> _EXERCISE INSTRUCTIONS_:
Find the line with "Task: locate woven tote" and the line with "Task: locate wall-mounted" in the entries below; output exactly those two lines, every line between them, and no others.

> _DATASET EXTRACT_:
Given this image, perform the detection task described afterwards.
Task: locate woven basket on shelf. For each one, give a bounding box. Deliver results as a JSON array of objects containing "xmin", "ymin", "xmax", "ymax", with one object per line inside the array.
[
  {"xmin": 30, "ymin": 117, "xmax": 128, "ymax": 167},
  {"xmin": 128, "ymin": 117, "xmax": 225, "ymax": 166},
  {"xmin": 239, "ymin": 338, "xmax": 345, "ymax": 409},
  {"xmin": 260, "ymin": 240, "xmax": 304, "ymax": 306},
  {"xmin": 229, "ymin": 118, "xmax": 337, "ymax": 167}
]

==

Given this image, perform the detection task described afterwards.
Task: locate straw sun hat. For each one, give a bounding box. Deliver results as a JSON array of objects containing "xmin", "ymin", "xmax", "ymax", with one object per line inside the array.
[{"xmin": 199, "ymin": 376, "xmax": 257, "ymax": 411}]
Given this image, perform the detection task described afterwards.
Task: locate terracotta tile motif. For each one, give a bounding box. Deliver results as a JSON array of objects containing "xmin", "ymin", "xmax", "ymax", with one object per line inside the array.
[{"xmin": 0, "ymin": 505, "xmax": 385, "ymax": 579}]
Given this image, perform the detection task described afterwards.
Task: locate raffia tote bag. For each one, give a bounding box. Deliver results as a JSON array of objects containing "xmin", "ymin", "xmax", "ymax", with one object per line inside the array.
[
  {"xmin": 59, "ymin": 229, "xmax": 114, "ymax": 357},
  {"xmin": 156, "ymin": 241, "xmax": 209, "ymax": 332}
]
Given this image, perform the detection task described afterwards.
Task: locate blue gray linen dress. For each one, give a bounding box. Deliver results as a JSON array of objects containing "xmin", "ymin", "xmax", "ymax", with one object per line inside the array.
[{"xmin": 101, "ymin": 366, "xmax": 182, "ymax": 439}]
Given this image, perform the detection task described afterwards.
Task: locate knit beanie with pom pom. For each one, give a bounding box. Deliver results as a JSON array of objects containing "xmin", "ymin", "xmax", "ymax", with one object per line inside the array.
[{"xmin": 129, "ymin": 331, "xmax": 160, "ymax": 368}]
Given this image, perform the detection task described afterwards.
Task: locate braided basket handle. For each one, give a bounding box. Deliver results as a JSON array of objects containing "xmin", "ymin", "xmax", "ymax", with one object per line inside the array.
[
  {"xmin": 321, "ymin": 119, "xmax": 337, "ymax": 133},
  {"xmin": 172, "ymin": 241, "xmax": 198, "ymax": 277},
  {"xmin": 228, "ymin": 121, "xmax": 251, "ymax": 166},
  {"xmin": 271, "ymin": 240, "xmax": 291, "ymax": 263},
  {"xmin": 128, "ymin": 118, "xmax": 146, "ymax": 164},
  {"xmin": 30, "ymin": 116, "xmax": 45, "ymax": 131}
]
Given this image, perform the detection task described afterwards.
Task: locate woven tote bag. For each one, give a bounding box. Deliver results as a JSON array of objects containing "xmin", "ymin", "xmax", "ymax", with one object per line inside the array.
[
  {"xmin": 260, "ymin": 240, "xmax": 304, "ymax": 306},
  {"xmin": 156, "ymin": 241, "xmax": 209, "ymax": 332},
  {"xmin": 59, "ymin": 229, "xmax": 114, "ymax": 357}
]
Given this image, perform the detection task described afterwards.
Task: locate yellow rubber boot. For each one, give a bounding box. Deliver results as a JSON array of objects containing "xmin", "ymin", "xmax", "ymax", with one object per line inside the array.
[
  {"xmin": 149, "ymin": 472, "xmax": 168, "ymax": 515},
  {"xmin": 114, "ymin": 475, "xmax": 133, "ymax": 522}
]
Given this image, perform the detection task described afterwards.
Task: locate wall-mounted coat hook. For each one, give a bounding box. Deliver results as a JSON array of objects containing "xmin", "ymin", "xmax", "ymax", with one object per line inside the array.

> _ANSWER AREA_:
Task: locate woven tote bag. For each one, give a bounding box. Deliver results as a JSON array of objects containing "xmin", "ymin", "xmax", "ymax", with one object per line inside the array.
[
  {"xmin": 260, "ymin": 240, "xmax": 304, "ymax": 306},
  {"xmin": 156, "ymin": 241, "xmax": 209, "ymax": 332},
  {"xmin": 59, "ymin": 229, "xmax": 114, "ymax": 357}
]
Given this image, perform the detection task described afterwards.
Task: locate yellow rubber boot. For each one, give a bounding box. Deliver results as a JSON array of objects containing "xmin", "ymin", "xmax", "ymax", with one object per line inside the array.
[
  {"xmin": 149, "ymin": 472, "xmax": 168, "ymax": 515},
  {"xmin": 114, "ymin": 475, "xmax": 133, "ymax": 522}
]
Given this image, perform the detection task described afterwards.
Task: locate wall-mounted coat hook. For each one, give a bounding box. Deliver results as a JSON array of objects containing "xmin", "ymin", "xmax", "ymax", with one object per line inside the array.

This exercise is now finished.